GIVEN TEXT:
┄┄┄┄┄┄

South Africa’s mining industry is moving in the direction of developing mining-specific standards on ESG to guide monitoring and disclosures, beyond the current independent reporting requirements under current legal frameworks (e.g. Mining Charter, procurement spend, environmental permitting compliance and Social and Labour Plans).

Operationalising ESG as a culture: Companies need to move away from seeing ESG as a reporting and data gathering exercise, to extracting value from it.

ESG standards need to inform all business decisions and be understood and believed in by all management, supervisors, employees and business units/ functions.

Environmental pollution has far-reaching consequences

According to Webber Wentzel’s Garyn Rapson and Merlita Kennedy, the number of class actions stemming from environmental pollution events is rising internationally, and especially in Africa and South Africa.

These events need not be current. South African law also covers historic pollution or pollution on land that a company owns or controls.

Even if the company was not the perpetrator, it has a duty to address it:

  • Under Section 28 of the National Environmental Management Act
  • Under Section 19 of the National Water Act.

┄┄┄┄┄┄

Referring expression pointing data:
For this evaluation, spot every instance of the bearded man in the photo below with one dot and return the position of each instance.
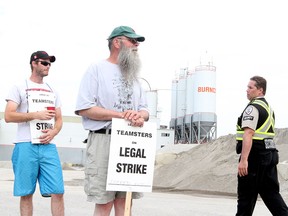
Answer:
(110, 89)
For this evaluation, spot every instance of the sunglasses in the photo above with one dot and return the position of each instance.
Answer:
(45, 63)
(132, 40)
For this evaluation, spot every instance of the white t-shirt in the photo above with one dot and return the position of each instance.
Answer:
(18, 94)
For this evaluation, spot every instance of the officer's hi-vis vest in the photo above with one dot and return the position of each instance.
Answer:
(261, 132)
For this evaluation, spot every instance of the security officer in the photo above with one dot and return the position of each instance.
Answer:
(257, 168)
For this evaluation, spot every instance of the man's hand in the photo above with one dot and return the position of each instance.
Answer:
(134, 117)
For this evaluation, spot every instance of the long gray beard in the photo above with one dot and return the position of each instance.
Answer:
(129, 63)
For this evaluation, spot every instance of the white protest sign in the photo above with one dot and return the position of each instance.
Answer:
(132, 157)
(38, 101)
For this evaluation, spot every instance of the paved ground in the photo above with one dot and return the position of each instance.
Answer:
(153, 204)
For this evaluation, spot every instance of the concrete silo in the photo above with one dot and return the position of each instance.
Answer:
(189, 106)
(181, 106)
(193, 109)
(173, 104)
(204, 119)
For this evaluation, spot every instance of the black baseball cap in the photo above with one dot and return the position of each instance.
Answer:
(41, 55)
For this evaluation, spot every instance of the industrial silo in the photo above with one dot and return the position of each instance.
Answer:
(204, 117)
(173, 104)
(152, 102)
(189, 106)
(181, 105)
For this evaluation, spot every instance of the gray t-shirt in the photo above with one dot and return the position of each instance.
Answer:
(103, 85)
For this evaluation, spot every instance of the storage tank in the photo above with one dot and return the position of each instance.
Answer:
(189, 96)
(173, 103)
(204, 93)
(152, 102)
(181, 106)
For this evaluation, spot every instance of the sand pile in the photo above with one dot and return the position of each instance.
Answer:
(210, 167)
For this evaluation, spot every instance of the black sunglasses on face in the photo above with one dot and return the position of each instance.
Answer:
(45, 63)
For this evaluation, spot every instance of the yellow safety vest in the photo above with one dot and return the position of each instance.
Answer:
(261, 132)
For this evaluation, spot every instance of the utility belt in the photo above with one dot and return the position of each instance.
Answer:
(258, 145)
(102, 131)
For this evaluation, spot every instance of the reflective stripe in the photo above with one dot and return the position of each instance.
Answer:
(262, 132)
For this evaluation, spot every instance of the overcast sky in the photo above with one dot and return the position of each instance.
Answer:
(243, 38)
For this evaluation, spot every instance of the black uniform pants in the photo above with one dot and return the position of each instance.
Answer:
(262, 179)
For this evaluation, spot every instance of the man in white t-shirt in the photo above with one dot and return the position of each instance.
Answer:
(110, 89)
(35, 107)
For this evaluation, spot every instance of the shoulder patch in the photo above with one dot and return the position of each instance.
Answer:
(248, 118)
(249, 110)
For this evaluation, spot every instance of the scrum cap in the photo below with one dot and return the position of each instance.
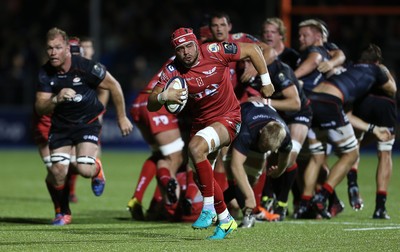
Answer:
(321, 26)
(182, 36)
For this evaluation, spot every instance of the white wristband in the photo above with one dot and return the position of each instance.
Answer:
(160, 99)
(265, 79)
(267, 101)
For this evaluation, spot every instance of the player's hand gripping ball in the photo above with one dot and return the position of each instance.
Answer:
(176, 82)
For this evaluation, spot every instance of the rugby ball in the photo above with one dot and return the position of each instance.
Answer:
(176, 82)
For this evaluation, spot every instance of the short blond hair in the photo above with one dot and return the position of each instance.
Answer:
(271, 136)
(316, 24)
(279, 24)
(54, 32)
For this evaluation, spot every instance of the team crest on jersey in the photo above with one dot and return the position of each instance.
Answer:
(209, 72)
(77, 98)
(214, 47)
(171, 67)
(98, 71)
(230, 48)
(281, 76)
(76, 81)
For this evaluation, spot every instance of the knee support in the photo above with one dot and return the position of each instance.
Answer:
(348, 145)
(385, 146)
(296, 146)
(170, 148)
(316, 149)
(62, 158)
(47, 161)
(86, 160)
(209, 134)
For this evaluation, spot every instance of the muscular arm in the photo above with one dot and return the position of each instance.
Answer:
(103, 95)
(111, 84)
(44, 104)
(390, 86)
(309, 65)
(290, 102)
(256, 56)
(278, 169)
(269, 55)
(337, 59)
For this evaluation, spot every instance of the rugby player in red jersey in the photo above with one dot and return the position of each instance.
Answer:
(214, 108)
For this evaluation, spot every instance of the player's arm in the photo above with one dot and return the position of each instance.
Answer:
(250, 72)
(290, 102)
(390, 86)
(111, 84)
(237, 166)
(158, 97)
(309, 65)
(382, 133)
(337, 59)
(278, 169)
(103, 95)
(256, 56)
(46, 102)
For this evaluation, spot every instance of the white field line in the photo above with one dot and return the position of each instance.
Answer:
(365, 226)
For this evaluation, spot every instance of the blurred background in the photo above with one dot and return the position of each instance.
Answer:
(132, 39)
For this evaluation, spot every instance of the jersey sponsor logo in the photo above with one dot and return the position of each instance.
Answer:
(237, 36)
(211, 71)
(91, 137)
(77, 98)
(76, 81)
(171, 68)
(214, 47)
(302, 119)
(163, 119)
(98, 71)
(210, 90)
(230, 48)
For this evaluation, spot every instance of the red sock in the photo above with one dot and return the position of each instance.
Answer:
(147, 173)
(191, 187)
(163, 176)
(219, 203)
(220, 177)
(206, 178)
(328, 188)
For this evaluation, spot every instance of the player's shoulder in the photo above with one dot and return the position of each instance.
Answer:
(243, 37)
(46, 72)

┄┄┄┄┄┄

PROMPT 1: In the text on ESG in South Africa's mining industry, list the examples given in parentheses of reporting requirements under current legal frameworks.
PROMPT 2: Carry the text on ESG in South Africa's mining industry forward from the point where it ends.
Nothing in the records is needed here.

TASK ANSWER 1:
- Mining Charter
- Procurement spend
- Environmental permitting compliance
- Social and Labour Plans

TASK ANSWER 2:
Addressing this pollution is very complex and requires technical expertise. However, there is a risk that remedial measures could incur liability in the event of a subsequent class action.

We advise a company to:

  • appoint these experts under legal privilege
  • ensure all draft reports are written under legal privilege submit reports to government only in final form.
  • There should be a separate technical team for potential future litigation because the team involved in the clean-up will be conflicted.

It is necessary to have a co-ordinated action plan, with technical and communications teams working together.

There must be very strict document management procedures (including notes and boardroom minutes) and timeline management.

Ignoring these steps could result in administrative directives/compliance notices or even criminal liability, up to board level.